__Required task__: Convert the lines below into a JSON list of strings, one string per line, leaving out any blank lines.

__Stored records__:
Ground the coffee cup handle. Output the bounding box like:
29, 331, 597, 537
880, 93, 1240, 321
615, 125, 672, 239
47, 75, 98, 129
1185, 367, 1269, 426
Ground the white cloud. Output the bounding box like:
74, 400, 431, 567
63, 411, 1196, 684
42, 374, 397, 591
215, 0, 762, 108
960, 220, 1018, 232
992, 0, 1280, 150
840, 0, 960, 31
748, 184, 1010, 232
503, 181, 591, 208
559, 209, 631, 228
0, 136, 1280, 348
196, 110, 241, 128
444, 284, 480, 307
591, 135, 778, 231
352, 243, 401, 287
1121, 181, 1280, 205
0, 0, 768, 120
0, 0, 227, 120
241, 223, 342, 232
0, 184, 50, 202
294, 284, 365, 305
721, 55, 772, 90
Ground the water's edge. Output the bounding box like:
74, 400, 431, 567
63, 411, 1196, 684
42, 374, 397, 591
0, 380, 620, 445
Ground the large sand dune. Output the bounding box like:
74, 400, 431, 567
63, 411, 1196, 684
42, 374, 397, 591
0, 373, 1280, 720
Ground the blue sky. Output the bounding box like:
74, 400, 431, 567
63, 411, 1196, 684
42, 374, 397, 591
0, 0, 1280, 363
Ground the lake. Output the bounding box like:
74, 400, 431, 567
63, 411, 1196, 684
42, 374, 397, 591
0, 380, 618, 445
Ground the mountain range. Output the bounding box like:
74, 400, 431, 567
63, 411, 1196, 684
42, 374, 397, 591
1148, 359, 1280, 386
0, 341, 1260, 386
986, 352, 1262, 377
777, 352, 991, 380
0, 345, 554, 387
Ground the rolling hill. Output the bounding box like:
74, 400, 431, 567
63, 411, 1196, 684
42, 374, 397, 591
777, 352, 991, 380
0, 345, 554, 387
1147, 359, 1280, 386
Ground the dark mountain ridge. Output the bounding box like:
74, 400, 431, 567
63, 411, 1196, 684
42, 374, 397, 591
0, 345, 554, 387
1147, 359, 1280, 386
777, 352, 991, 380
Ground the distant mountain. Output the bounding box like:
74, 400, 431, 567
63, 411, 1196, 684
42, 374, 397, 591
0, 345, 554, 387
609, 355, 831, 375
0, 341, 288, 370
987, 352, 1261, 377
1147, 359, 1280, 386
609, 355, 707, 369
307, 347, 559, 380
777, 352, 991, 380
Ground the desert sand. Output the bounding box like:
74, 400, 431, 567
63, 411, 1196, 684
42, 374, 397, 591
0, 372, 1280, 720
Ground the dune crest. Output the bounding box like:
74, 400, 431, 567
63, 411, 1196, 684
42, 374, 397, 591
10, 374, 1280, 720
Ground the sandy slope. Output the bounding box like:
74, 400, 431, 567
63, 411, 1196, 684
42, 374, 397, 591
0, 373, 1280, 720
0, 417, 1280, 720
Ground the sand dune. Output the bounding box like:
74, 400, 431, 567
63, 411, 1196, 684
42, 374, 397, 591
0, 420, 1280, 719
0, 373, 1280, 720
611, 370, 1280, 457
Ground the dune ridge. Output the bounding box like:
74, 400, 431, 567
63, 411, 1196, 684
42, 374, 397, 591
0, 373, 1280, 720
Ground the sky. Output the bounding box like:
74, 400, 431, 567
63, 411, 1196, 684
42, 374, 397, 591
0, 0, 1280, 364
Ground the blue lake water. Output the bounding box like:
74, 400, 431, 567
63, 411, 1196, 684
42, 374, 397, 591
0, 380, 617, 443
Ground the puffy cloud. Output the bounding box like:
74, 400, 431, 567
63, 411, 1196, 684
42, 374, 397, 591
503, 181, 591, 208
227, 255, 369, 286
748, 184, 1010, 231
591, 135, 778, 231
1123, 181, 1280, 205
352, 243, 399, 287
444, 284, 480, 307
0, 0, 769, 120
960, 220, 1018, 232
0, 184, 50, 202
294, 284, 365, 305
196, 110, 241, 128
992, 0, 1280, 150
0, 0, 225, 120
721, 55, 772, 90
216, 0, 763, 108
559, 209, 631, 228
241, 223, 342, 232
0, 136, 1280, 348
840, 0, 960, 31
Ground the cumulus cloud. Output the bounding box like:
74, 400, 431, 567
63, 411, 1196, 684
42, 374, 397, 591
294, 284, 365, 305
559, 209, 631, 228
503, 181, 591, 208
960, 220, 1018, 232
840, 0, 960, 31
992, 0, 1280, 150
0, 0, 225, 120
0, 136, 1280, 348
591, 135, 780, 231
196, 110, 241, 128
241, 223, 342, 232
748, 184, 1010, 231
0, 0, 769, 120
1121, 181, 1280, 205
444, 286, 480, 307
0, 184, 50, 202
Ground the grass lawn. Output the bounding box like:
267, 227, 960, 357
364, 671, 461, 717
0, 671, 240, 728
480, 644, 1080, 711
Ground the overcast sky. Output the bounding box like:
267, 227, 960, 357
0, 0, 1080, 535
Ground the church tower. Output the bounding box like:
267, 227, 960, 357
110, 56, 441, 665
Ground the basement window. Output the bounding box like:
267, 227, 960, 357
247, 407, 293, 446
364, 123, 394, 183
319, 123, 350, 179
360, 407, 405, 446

__Reply to the task__:
[
  "Ground the coffee cup handle. Output the bounding box like:",
  "29, 331, 597, 537",
  "880, 93, 1240, 321",
  "615, 125, 672, 239",
  "47, 75, 98, 129",
  "1185, 367, 1269, 426",
  "Ground the white cloud. Output the bounding box like:",
  "74, 400, 431, 567",
  "63, 411, 1196, 684",
  "42, 374, 397, 591",
  "215, 0, 762, 108",
  "960, 220, 1018, 232",
  "992, 0, 1280, 150",
  "840, 0, 960, 31",
  "748, 184, 1010, 232",
  "503, 181, 591, 208",
  "559, 209, 631, 228",
  "0, 136, 1280, 348",
  "196, 110, 241, 128",
  "444, 284, 480, 307",
  "591, 135, 778, 231",
  "352, 243, 401, 287",
  "1121, 181, 1280, 205",
  "0, 0, 768, 120",
  "0, 0, 227, 120",
  "241, 223, 342, 232",
  "0, 184, 50, 202",
  "294, 284, 365, 305",
  "721, 55, 772, 90",
  "Ground the water's edge. Output the bounding box like:",
  "74, 400, 431, 567",
  "63, 411, 1196, 684",
  "42, 374, 397, 591",
  "0, 380, 620, 445",
  "Ground the large sand dune. Output the bounding box like:",
  "74, 400, 431, 567",
  "63, 411, 1196, 684",
  "42, 374, 397, 591",
  "0, 373, 1280, 720",
  "Ground the blue sky. Output the bounding box like:",
  "74, 400, 431, 567",
  "63, 411, 1196, 684",
  "42, 374, 397, 591",
  "0, 0, 1280, 363",
  "Ground the lake. Output the bounding box like:",
  "74, 400, 431, 567",
  "63, 411, 1196, 684",
  "42, 374, 397, 591",
  "0, 380, 618, 445",
  "Ground the mountain range. Output the bounding box like:",
  "74, 400, 431, 567",
  "63, 411, 1196, 684",
  "42, 374, 397, 591",
  "1148, 359, 1280, 386",
  "0, 341, 1260, 386",
  "986, 352, 1262, 377",
  "777, 352, 991, 380",
  "0, 345, 554, 387",
  "Ground the rolling hill. Output the bounding box like:",
  "74, 400, 431, 567",
  "63, 411, 1196, 684",
  "42, 374, 397, 591",
  "777, 352, 991, 380",
  "0, 345, 554, 387",
  "1147, 359, 1280, 386",
  "Ground the dark mountain ridge. Output the bounding box like:",
  "74, 400, 431, 567",
  "63, 411, 1196, 684",
  "42, 374, 397, 591",
  "0, 345, 554, 387",
  "1147, 359, 1280, 386",
  "777, 352, 991, 380",
  "Ground the distant mountain. Output the bounding box like:",
  "74, 400, 431, 567",
  "63, 411, 1196, 684",
  "42, 374, 397, 591",
  "0, 345, 554, 387",
  "609, 355, 831, 375",
  "0, 341, 288, 370",
  "987, 352, 1261, 377",
  "1147, 359, 1280, 386",
  "609, 355, 707, 369",
  "307, 347, 559, 380",
  "777, 352, 991, 380",
  "Ground the desert sand. Output the bounding box like:",
  "74, 400, 431, 567",
  "63, 411, 1196, 684",
  "42, 374, 397, 591",
  "0, 372, 1280, 720",
  "Ground the dune crest. Output the bounding box like:",
  "74, 400, 431, 567",
  "63, 411, 1196, 684",
  "42, 374, 397, 591",
  "10, 374, 1280, 720",
  "Ground the sandy slope. Output the bounding box like:",
  "74, 400, 431, 567",
  "63, 411, 1196, 684",
  "42, 374, 397, 591",
  "0, 373, 1280, 720",
  "0, 417, 1280, 720",
  "Ground the sand dune. Output the bounding box like:",
  "74, 400, 431, 567",
  "63, 411, 1196, 684",
  "42, 374, 397, 591",
  "0, 420, 1280, 719",
  "0, 373, 1280, 720",
  "611, 370, 1280, 457",
  "Ground the dune ridge. Output the bounding box like:",
  "74, 400, 431, 567",
  "63, 411, 1196, 684",
  "42, 374, 397, 591",
  "0, 373, 1280, 720",
  "Ground the sky. Output the bounding box like:",
  "74, 400, 431, 567",
  "63, 411, 1196, 684",
  "42, 374, 397, 591",
  "0, 0, 1280, 364",
  "Ground the blue lake water. Output the bounding box like:",
  "74, 400, 431, 567",
  "63, 411, 1196, 684",
  "42, 374, 397, 591",
  "0, 380, 617, 443",
  "Ground the puffy cloud. Output the bounding box like:",
  "74, 400, 431, 567",
  "63, 411, 1196, 684",
  "42, 374, 397, 591",
  "503, 181, 591, 208",
  "227, 255, 369, 286",
  "748, 184, 1010, 231",
  "591, 135, 778, 231",
  "1123, 181, 1280, 205",
  "352, 243, 399, 287",
  "444, 284, 480, 307",
  "0, 0, 769, 120",
  "960, 220, 1018, 232",
  "0, 184, 50, 202",
  "294, 284, 365, 305",
  "196, 110, 241, 128",
  "992, 0, 1280, 150",
  "0, 0, 225, 120",
  "721, 55, 772, 90",
  "216, 0, 763, 108",
  "559, 209, 631, 228",
  "241, 223, 342, 232",
  "0, 136, 1280, 348",
  "840, 0, 960, 31",
  "Ground the cumulus cloud. Output the bounding box like:",
  "74, 400, 431, 567",
  "63, 411, 1196, 684",
  "42, 374, 397, 591",
  "294, 284, 365, 305",
  "559, 209, 631, 228",
  "503, 181, 591, 208",
  "960, 220, 1018, 232",
  "840, 0, 960, 31",
  "992, 0, 1280, 150",
  "0, 0, 225, 120",
  "0, 136, 1280, 348",
  "591, 135, 780, 231",
  "196, 110, 241, 128",
  "241, 223, 342, 232",
  "748, 184, 1010, 231",
  "0, 0, 769, 120",
  "1121, 181, 1280, 205",
  "444, 286, 480, 307",
  "0, 184, 50, 202",
  "Ground the grass lawn. Output the bounding box like:",
  "267, 227, 960, 357",
  "364, 671, 461, 717",
  "0, 671, 240, 728",
  "480, 644, 1080, 711",
  "Ground the overcast sky. Output the bounding box like:",
  "267, 227, 960, 357",
  "0, 0, 1080, 535",
  "Ground the church tower. Output the bounding box like:",
  "267, 227, 960, 357",
  "110, 56, 441, 665",
  "Ground the basement window. Output the bounding box like:",
  "267, 227, 960, 357",
  "247, 407, 293, 446",
  "364, 123, 394, 183",
  "319, 123, 350, 179",
  "360, 407, 405, 446"
]